[Extracted data entries]
[START]

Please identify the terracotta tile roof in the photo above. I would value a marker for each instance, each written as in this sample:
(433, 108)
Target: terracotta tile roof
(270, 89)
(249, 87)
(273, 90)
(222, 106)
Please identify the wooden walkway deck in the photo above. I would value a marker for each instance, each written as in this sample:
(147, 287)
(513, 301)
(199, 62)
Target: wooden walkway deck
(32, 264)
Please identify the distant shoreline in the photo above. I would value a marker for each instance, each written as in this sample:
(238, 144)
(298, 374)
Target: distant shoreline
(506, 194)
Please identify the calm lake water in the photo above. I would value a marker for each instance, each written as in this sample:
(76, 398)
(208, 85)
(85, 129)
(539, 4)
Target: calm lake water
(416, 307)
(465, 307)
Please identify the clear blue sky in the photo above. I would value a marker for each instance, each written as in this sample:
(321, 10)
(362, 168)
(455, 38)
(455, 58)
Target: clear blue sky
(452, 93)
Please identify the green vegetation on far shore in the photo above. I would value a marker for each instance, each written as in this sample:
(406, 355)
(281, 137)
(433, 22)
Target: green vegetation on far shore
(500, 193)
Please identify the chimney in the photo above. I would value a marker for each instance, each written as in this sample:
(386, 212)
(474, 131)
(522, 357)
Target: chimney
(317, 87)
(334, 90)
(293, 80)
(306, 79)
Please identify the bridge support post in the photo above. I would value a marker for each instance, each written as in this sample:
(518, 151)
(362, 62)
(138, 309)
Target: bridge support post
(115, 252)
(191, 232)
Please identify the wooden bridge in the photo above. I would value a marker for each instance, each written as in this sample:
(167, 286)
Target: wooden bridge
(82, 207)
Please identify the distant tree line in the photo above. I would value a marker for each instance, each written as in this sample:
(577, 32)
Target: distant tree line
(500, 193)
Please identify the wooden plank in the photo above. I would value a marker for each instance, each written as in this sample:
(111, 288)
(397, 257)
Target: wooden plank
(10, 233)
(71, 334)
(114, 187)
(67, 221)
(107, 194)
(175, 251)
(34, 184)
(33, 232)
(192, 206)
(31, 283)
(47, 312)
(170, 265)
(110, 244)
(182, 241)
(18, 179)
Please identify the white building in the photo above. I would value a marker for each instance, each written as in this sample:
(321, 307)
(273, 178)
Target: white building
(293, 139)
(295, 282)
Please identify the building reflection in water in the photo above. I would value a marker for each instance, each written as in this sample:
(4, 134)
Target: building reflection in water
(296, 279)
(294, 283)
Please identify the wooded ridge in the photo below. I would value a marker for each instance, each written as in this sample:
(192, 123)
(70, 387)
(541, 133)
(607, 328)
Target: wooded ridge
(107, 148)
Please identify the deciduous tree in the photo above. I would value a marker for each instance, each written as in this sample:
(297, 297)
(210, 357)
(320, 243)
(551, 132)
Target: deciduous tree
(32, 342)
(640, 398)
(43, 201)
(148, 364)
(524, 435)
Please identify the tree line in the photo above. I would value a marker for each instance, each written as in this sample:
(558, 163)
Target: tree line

[END]

_WHAT TO WORK ON_.
Output every line of the records above without a single change.

_TASK ANSWER_.
Please identify the terracotta tile roof in the photo above. I would value a marker for each instance, each written as in this sample:
(433, 108)
Target: terracotta tile roof
(270, 89)
(249, 87)
(273, 90)
(222, 106)
Please identify the wooden walkway deck in the photo above. I would value a marker for each instance, each written as in this sample:
(147, 287)
(513, 301)
(199, 62)
Target: wooden walkway deck
(32, 264)
Please identify the distant shoreline in the photo above. I would value a marker for each instance, each written as in this sample:
(238, 144)
(298, 374)
Target: distant shoreline
(506, 194)
Please identify the calm lake water in the photo above. I would value a marker for each instance, each written as in this sample:
(76, 398)
(208, 85)
(85, 129)
(539, 4)
Target: calm lake water
(416, 307)
(465, 307)
Please identify the clear blue sky in the photo above. I would value a marker for each instance, each written as in this sample:
(321, 10)
(362, 168)
(455, 38)
(455, 58)
Target: clear blue sky
(452, 93)
Please identify the green vegetation on far shore in the photo above. I would value a marker for each instance, each written as in this sample:
(406, 355)
(281, 137)
(433, 22)
Target: green vegetation on far shore
(500, 193)
Please identify the chimney in the photo above. I would value a marker for each instance, each written as in this sample:
(386, 212)
(474, 131)
(522, 357)
Target: chimney
(317, 87)
(334, 90)
(293, 80)
(306, 79)
Please identify the bridge support post in the photo above. I would value a marker for each instance, each written as in this sample:
(518, 151)
(362, 62)
(138, 309)
Target: bridge support post
(115, 252)
(191, 232)
Please identify the wooden bridge in the photo above. I would value a marker for each instance, each written as in this sample:
(167, 286)
Target: wooden bridge
(82, 207)
Please identify the distant tree line in the photo above. I would value a marker for each instance, each written as in this sample:
(577, 32)
Target: distant tree line
(500, 193)
Please identify the wooden plank in the photo above. I would value a marker for each instance, each written as in this sample:
(111, 288)
(397, 257)
Target: wooden plank
(10, 233)
(71, 334)
(114, 187)
(67, 221)
(107, 194)
(175, 251)
(34, 184)
(33, 232)
(192, 206)
(31, 283)
(47, 312)
(170, 265)
(110, 244)
(182, 241)
(18, 179)
Please identify the white building in the photo above. I would value a marker for each instance, each written as in this sample:
(321, 307)
(273, 178)
Target: white building
(293, 139)
(295, 282)
Please identify the building reflection in water in the photo above. I would value a marker for each instance, each written as in this sample:
(4, 134)
Target: building reflection in water
(296, 279)
(294, 283)
Please identify the wooded ridge in the photo below. I would value a marker for each instance, each written as in this sample:
(192, 123)
(70, 387)
(541, 133)
(607, 328)
Target: wooded ridge
(107, 148)
Please identify the deciduous tree in the photo above. I would value a marker for each instance, each written as in this sample:
(297, 297)
(210, 357)
(320, 243)
(551, 132)
Target: deciduous tree
(32, 342)
(640, 398)
(43, 201)
(148, 364)
(524, 435)
Please identify the tree line in the photo above. I would value a marker for each instance, each written as in this sample:
(558, 163)
Target: tree line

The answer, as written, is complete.